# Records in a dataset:

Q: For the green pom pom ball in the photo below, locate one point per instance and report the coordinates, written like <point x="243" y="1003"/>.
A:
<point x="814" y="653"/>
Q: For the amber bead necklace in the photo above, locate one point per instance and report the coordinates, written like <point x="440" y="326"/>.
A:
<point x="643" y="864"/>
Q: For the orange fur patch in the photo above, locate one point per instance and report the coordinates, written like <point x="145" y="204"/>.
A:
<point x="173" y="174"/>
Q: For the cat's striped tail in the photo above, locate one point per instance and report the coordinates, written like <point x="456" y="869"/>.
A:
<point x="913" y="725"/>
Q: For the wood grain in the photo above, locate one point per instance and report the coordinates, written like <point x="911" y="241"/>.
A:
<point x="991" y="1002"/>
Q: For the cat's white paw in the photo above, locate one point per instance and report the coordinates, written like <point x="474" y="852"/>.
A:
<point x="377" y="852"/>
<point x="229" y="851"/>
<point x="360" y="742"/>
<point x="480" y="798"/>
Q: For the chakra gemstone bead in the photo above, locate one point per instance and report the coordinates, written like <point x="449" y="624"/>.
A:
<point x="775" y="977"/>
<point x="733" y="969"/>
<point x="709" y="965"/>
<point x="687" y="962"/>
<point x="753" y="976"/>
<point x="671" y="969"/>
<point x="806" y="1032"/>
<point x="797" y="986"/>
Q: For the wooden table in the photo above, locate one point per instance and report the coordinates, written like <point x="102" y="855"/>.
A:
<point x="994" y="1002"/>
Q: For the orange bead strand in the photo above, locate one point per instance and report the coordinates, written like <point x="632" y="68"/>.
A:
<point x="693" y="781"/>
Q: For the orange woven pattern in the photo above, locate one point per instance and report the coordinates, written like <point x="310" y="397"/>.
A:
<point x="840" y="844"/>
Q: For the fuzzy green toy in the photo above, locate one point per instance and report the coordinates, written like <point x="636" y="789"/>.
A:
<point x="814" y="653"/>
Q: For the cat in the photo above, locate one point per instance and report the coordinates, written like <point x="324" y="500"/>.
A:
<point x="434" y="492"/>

# DIRECTIONS:
Can you rewrite the material above, swapping every "report the coordinates" for "give the coordinates" and leaving everything else unchanged?

# WRITTEN SOLUTION:
Q: For the green pom pom ball in the photo below, locate one point per instance and give the coordinates, written like <point x="243" y="1003"/>.
A:
<point x="814" y="653"/>
Q: For the amber bead necklace in the photo above, locate one point per instance and give the coordinates, written like <point x="440" y="326"/>.
A:
<point x="643" y="864"/>
Q: For the orange fur patch in the photo above, locate one point per instance and give the coordinates, written like <point x="145" y="204"/>.
A:
<point x="173" y="174"/>
Q: For the cat's striped tail in the photo above, locate one point per instance and give the coordinates, written like <point x="456" y="869"/>.
A:
<point x="913" y="725"/>
Q: For the wood grain in the photo above, locate one point per instance and give the coordinates, written like <point x="911" y="241"/>.
A:
<point x="991" y="1002"/>
Q: For the cat's white paw in the photo above, locate one point per instance and give the coordinates, written like <point x="474" y="852"/>.
A:
<point x="377" y="852"/>
<point x="229" y="851"/>
<point x="360" y="742"/>
<point x="480" y="798"/>
Q: For the chakra gemstone bead in the photo above, locate one point per instance and give the coordinates, written like <point x="449" y="624"/>.
A:
<point x="775" y="977"/>
<point x="733" y="969"/>
<point x="709" y="965"/>
<point x="687" y="962"/>
<point x="753" y="976"/>
<point x="671" y="969"/>
<point x="806" y="1032"/>
<point x="797" y="986"/>
Q: For the wooden table in the photo above, locate one point per instance and give the coordinates, written like <point x="102" y="855"/>.
A:
<point x="994" y="1002"/>
Q: For the orange bead strand in the photo above, locate one point per instance and give the coordinates, written like <point x="632" y="68"/>.
A:
<point x="693" y="781"/>
Q: For the orange woven pattern in the photo above, locate one point per instance and give the coordinates, written like <point x="310" y="397"/>.
A:
<point x="840" y="844"/>
Q: For the fuzzy green toy in the photo above, locate one point per instance and give the coordinates, written like <point x="636" y="789"/>.
A:
<point x="814" y="653"/>
Q: For the cat in the photo above, locate one point per instance and give the coordinates, written like <point x="324" y="500"/>.
A:
<point x="434" y="492"/>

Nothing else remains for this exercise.